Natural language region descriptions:

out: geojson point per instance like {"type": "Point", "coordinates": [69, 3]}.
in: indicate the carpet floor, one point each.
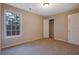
{"type": "Point", "coordinates": [43, 47]}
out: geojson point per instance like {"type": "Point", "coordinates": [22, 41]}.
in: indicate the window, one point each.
{"type": "Point", "coordinates": [12, 24]}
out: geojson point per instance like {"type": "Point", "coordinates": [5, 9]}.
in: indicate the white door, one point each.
{"type": "Point", "coordinates": [46, 28]}
{"type": "Point", "coordinates": [73, 28]}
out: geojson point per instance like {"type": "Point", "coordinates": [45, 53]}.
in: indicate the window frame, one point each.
{"type": "Point", "coordinates": [12, 36]}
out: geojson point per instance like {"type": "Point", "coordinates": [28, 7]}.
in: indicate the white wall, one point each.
{"type": "Point", "coordinates": [73, 28]}
{"type": "Point", "coordinates": [32, 27]}
{"type": "Point", "coordinates": [45, 28]}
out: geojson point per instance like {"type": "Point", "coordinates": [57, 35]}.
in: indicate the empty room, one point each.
{"type": "Point", "coordinates": [39, 28]}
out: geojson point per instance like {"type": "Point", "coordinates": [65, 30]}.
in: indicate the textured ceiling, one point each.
{"type": "Point", "coordinates": [53, 8]}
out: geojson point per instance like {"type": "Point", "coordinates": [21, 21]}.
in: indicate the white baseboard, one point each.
{"type": "Point", "coordinates": [15, 44]}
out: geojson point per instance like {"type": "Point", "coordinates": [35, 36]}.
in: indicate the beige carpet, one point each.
{"type": "Point", "coordinates": [42, 47]}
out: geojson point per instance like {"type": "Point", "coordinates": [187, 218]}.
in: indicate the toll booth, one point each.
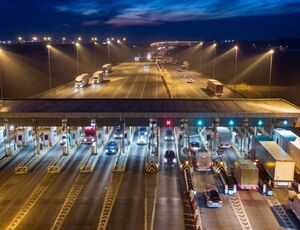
{"type": "Point", "coordinates": [49, 135]}
{"type": "Point", "coordinates": [2, 134]}
{"type": "Point", "coordinates": [23, 135]}
{"type": "Point", "coordinates": [75, 135]}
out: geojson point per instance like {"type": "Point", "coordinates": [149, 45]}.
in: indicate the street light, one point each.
{"type": "Point", "coordinates": [271, 52]}
{"type": "Point", "coordinates": [49, 65]}
{"type": "Point", "coordinates": [77, 57]}
{"type": "Point", "coordinates": [1, 78]}
{"type": "Point", "coordinates": [201, 44]}
{"type": "Point", "coordinates": [108, 43]}
{"type": "Point", "coordinates": [214, 61]}
{"type": "Point", "coordinates": [235, 66]}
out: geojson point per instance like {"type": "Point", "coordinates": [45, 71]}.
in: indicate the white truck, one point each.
{"type": "Point", "coordinates": [82, 80]}
{"type": "Point", "coordinates": [277, 163]}
{"type": "Point", "coordinates": [98, 77]}
{"type": "Point", "coordinates": [246, 174]}
{"type": "Point", "coordinates": [225, 137]}
{"type": "Point", "coordinates": [294, 205]}
{"type": "Point", "coordinates": [290, 142]}
{"type": "Point", "coordinates": [107, 68]}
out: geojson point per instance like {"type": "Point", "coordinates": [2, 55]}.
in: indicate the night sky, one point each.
{"type": "Point", "coordinates": [142, 20]}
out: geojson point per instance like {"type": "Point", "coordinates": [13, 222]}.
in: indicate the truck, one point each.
{"type": "Point", "coordinates": [294, 205]}
{"type": "Point", "coordinates": [246, 174]}
{"type": "Point", "coordinates": [107, 68]}
{"type": "Point", "coordinates": [82, 80]}
{"type": "Point", "coordinates": [215, 87]}
{"type": "Point", "coordinates": [98, 77]}
{"type": "Point", "coordinates": [90, 135]}
{"type": "Point", "coordinates": [225, 137]}
{"type": "Point", "coordinates": [290, 142]}
{"type": "Point", "coordinates": [202, 160]}
{"type": "Point", "coordinates": [277, 163]}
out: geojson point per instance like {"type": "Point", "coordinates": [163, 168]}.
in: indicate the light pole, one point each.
{"type": "Point", "coordinates": [214, 61]}
{"type": "Point", "coordinates": [108, 43]}
{"type": "Point", "coordinates": [271, 52]}
{"type": "Point", "coordinates": [1, 77]}
{"type": "Point", "coordinates": [201, 44]}
{"type": "Point", "coordinates": [49, 65]}
{"type": "Point", "coordinates": [235, 67]}
{"type": "Point", "coordinates": [77, 57]}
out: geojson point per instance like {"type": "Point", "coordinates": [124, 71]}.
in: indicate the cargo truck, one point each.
{"type": "Point", "coordinates": [225, 137]}
{"type": "Point", "coordinates": [277, 163]}
{"type": "Point", "coordinates": [98, 77]}
{"type": "Point", "coordinates": [294, 205]}
{"type": "Point", "coordinates": [82, 80]}
{"type": "Point", "coordinates": [246, 174]}
{"type": "Point", "coordinates": [290, 142]}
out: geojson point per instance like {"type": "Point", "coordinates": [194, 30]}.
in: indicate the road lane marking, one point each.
{"type": "Point", "coordinates": [281, 213]}
{"type": "Point", "coordinates": [240, 212]}
{"type": "Point", "coordinates": [32, 200]}
{"type": "Point", "coordinates": [72, 196]}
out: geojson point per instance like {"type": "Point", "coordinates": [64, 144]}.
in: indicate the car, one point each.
{"type": "Point", "coordinates": [63, 139]}
{"type": "Point", "coordinates": [118, 133]}
{"type": "Point", "coordinates": [213, 199]}
{"type": "Point", "coordinates": [111, 147]}
{"type": "Point", "coordinates": [190, 80]}
{"type": "Point", "coordinates": [169, 135]}
{"type": "Point", "coordinates": [195, 146]}
{"type": "Point", "coordinates": [169, 157]}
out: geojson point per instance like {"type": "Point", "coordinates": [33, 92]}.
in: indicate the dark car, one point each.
{"type": "Point", "coordinates": [111, 147]}
{"type": "Point", "coordinates": [169, 157]}
{"type": "Point", "coordinates": [213, 199]}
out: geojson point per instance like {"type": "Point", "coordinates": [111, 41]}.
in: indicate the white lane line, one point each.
{"type": "Point", "coordinates": [154, 204]}
{"type": "Point", "coordinates": [240, 212]}
{"type": "Point", "coordinates": [281, 213]}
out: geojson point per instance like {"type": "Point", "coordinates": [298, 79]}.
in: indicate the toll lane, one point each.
{"type": "Point", "coordinates": [46, 209]}
{"type": "Point", "coordinates": [128, 210]}
{"type": "Point", "coordinates": [86, 210]}
{"type": "Point", "coordinates": [21, 186]}
{"type": "Point", "coordinates": [169, 206]}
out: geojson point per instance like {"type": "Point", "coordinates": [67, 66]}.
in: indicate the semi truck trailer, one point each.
{"type": "Point", "coordinates": [246, 174]}
{"type": "Point", "coordinates": [277, 163]}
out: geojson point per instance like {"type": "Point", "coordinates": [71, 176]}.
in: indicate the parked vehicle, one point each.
{"type": "Point", "coordinates": [215, 87]}
{"type": "Point", "coordinates": [277, 163]}
{"type": "Point", "coordinates": [225, 137]}
{"type": "Point", "coordinates": [246, 174]}
{"type": "Point", "coordinates": [107, 68]}
{"type": "Point", "coordinates": [98, 77]}
{"type": "Point", "coordinates": [212, 198]}
{"type": "Point", "coordinates": [82, 80]}
{"type": "Point", "coordinates": [294, 205]}
{"type": "Point", "coordinates": [290, 142]}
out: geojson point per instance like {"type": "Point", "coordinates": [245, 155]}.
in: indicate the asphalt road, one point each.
{"type": "Point", "coordinates": [128, 80]}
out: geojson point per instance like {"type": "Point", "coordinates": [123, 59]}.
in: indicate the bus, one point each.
{"type": "Point", "coordinates": [215, 87]}
{"type": "Point", "coordinates": [90, 135]}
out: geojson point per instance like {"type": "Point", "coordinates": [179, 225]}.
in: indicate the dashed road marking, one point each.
{"type": "Point", "coordinates": [109, 199]}
{"type": "Point", "coordinates": [280, 211]}
{"type": "Point", "coordinates": [32, 200]}
{"type": "Point", "coordinates": [77, 187]}
{"type": "Point", "coordinates": [240, 212]}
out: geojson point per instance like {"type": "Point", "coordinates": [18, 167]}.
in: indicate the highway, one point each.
{"type": "Point", "coordinates": [128, 80]}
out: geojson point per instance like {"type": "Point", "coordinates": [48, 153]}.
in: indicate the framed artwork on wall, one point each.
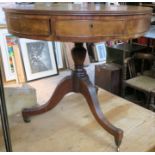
{"type": "Point", "coordinates": [38, 58]}
{"type": "Point", "coordinates": [6, 45]}
{"type": "Point", "coordinates": [58, 52]}
{"type": "Point", "coordinates": [101, 51]}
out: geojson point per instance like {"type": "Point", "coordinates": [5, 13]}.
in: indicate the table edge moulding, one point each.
{"type": "Point", "coordinates": [77, 23]}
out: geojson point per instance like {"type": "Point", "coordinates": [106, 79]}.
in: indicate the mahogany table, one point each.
{"type": "Point", "coordinates": [77, 23]}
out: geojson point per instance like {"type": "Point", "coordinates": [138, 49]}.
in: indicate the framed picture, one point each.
{"type": "Point", "coordinates": [38, 58]}
{"type": "Point", "coordinates": [101, 51]}
{"type": "Point", "coordinates": [58, 51]}
{"type": "Point", "coordinates": [6, 45]}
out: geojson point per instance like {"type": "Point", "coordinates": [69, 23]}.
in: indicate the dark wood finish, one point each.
{"type": "Point", "coordinates": [4, 117]}
{"type": "Point", "coordinates": [108, 77]}
{"type": "Point", "coordinates": [77, 23]}
{"type": "Point", "coordinates": [94, 23]}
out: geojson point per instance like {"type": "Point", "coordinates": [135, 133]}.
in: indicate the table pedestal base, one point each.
{"type": "Point", "coordinates": [78, 82]}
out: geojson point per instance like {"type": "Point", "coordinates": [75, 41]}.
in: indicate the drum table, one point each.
{"type": "Point", "coordinates": [77, 23]}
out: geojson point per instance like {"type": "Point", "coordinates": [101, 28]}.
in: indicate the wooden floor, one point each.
{"type": "Point", "coordinates": [71, 127]}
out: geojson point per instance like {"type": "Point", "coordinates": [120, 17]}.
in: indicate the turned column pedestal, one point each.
{"type": "Point", "coordinates": [78, 82]}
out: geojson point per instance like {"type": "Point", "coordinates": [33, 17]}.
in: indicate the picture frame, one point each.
{"type": "Point", "coordinates": [58, 52]}
{"type": "Point", "coordinates": [7, 53]}
{"type": "Point", "coordinates": [101, 51]}
{"type": "Point", "coordinates": [38, 58]}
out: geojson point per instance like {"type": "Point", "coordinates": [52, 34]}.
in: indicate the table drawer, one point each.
{"type": "Point", "coordinates": [29, 25]}
{"type": "Point", "coordinates": [75, 28]}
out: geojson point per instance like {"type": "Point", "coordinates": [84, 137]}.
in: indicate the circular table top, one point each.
{"type": "Point", "coordinates": [90, 8]}
{"type": "Point", "coordinates": [77, 22]}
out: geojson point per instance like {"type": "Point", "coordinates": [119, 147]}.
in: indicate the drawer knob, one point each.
{"type": "Point", "coordinates": [91, 25]}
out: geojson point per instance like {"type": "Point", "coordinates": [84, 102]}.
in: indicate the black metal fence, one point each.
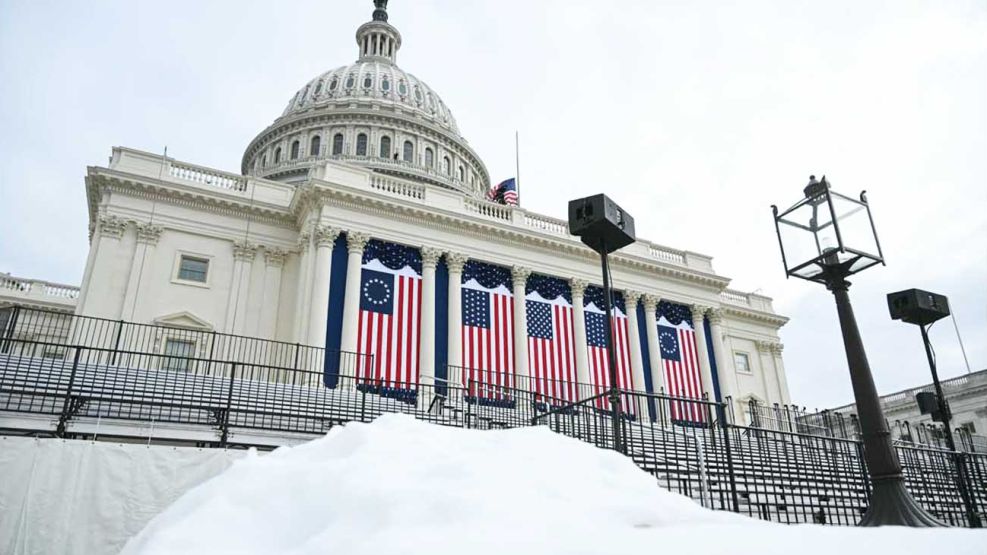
{"type": "Point", "coordinates": [83, 377]}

**Work instruction:** Keep out the pictures, and copy exactly the lines from the one that contains "in: indicate the circular" through the final line of the records above, both ends included.

**Completed exercise:**
in: indicate the circular table top, one point each.
{"type": "Point", "coordinates": [90, 8]}
{"type": "Point", "coordinates": [77, 22]}
out: geojson point per instance like {"type": "Point", "coordinates": [119, 147]}.
in: indicate the drawer knob, one point each.
{"type": "Point", "coordinates": [91, 25]}
out: geojson point per instance like {"type": "Point", "coordinates": [84, 102]}.
in: indicate the black metal fence, one point each.
{"type": "Point", "coordinates": [83, 377]}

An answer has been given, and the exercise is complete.